# Instructions:
1. Reproduce word for word the stretch of the intersection syndrome passage from "Intersection syndrome is" through "in weight training.".
2. List every sport or athletic activity that the intersection syndrome passage names as associated with the condition.

# Exercise text:
Intersection syndrome is an overuse injury similar to De Quervain’s tenosynovitis and is characterized by irritation and swelling of the back side or radial side (the side of the wrist by the thumb) of the wrist and forearm. It is also called “oarsmen’s wrist” because it is most common in sports like rowing, with repetitive wrist movements. It also affects racquet sport athletes and people who participate in weight training.

Symptoms
Patients with intersection syndrome have pain and swelling on the back of their wrist and forearm above their thumb that is worse with movement. They may also have swelling at the site of tendon irritation. The symptoms of intersection syndrome are very similar to De Quervain’s, and the difference is often out found by physical examination.

(Items from a data source)

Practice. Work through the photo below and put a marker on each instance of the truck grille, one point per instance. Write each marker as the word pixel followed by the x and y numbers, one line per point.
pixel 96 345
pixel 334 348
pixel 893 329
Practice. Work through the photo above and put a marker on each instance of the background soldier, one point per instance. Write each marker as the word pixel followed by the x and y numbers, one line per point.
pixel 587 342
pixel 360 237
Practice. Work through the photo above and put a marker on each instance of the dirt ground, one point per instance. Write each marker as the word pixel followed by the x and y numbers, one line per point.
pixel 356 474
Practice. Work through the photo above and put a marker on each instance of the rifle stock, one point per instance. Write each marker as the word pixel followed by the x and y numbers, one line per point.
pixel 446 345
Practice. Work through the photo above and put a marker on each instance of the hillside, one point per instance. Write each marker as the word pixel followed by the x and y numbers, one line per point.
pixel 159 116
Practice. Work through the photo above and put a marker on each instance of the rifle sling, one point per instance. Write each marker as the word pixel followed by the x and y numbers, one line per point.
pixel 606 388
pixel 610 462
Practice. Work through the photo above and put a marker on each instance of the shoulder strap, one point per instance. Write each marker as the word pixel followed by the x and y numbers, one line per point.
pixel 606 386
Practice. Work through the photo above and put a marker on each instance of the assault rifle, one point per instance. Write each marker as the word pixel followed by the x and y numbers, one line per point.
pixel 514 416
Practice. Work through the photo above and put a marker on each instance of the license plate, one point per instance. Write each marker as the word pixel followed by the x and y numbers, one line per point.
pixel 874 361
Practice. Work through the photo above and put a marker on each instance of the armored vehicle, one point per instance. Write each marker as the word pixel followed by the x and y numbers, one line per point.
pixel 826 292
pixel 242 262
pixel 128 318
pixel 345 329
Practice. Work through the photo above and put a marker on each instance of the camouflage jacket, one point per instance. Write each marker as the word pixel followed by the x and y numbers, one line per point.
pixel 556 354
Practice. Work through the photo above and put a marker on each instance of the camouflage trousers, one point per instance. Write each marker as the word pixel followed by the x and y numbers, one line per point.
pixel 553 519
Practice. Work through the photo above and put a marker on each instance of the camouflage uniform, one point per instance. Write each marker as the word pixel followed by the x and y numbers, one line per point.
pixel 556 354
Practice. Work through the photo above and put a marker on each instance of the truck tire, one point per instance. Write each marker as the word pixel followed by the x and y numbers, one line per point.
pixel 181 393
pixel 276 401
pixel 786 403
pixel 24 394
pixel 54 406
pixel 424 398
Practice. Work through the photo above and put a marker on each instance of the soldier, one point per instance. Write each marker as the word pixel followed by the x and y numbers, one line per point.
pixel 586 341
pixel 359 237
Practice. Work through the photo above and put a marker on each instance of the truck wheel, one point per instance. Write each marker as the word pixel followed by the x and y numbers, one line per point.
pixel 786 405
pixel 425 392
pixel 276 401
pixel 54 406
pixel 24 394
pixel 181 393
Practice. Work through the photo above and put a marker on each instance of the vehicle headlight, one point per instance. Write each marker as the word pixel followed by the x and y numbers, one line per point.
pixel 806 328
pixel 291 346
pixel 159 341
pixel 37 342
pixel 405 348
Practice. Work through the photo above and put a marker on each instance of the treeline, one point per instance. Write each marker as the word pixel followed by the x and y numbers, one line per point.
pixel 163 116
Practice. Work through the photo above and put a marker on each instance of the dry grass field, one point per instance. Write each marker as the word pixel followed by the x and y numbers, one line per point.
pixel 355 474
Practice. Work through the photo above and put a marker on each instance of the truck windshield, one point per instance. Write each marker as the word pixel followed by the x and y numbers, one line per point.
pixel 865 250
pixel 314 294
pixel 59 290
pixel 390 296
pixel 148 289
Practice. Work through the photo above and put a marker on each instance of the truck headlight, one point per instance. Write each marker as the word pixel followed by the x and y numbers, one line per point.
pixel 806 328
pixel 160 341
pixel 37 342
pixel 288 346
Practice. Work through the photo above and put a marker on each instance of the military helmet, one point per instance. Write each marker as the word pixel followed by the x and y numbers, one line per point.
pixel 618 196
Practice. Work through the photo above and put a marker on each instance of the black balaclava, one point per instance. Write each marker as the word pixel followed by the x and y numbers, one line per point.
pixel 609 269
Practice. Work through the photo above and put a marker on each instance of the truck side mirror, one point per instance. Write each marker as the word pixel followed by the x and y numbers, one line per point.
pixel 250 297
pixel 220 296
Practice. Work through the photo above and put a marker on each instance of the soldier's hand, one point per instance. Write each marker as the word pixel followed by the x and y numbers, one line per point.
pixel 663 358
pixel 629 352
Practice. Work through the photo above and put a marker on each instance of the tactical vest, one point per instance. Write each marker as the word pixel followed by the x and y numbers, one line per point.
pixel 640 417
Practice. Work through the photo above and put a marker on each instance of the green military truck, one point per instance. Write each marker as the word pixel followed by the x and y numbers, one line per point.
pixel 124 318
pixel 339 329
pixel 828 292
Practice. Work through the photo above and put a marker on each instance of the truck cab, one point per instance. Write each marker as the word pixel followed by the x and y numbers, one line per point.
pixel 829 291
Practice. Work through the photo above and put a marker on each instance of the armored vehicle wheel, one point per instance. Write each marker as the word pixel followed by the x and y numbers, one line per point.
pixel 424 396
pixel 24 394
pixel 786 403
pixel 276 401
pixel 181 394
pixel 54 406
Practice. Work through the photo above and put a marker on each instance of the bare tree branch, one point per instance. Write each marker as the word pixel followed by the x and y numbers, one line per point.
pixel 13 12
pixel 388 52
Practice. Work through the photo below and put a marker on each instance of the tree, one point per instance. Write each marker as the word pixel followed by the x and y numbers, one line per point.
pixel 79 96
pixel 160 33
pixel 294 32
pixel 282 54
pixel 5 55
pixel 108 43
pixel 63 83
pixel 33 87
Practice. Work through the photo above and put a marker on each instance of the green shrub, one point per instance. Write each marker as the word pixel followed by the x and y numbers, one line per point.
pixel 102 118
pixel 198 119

# Answers below:
1.
Intersection syndrome is an overuse injury similar to De Quervain’s tenosynovitis and is characterized by irritation and swelling of the back side or radial side (the side of the wrist by the thumb) of the wrist and forearm. It is also called “oarsmen’s wrist” because it is most common in sports like rowing, with repetitive wrist movements. It also affects racquet sport athletes and people who participate in weight training.

2.
- Rowing
- Racquet sports
- Weight training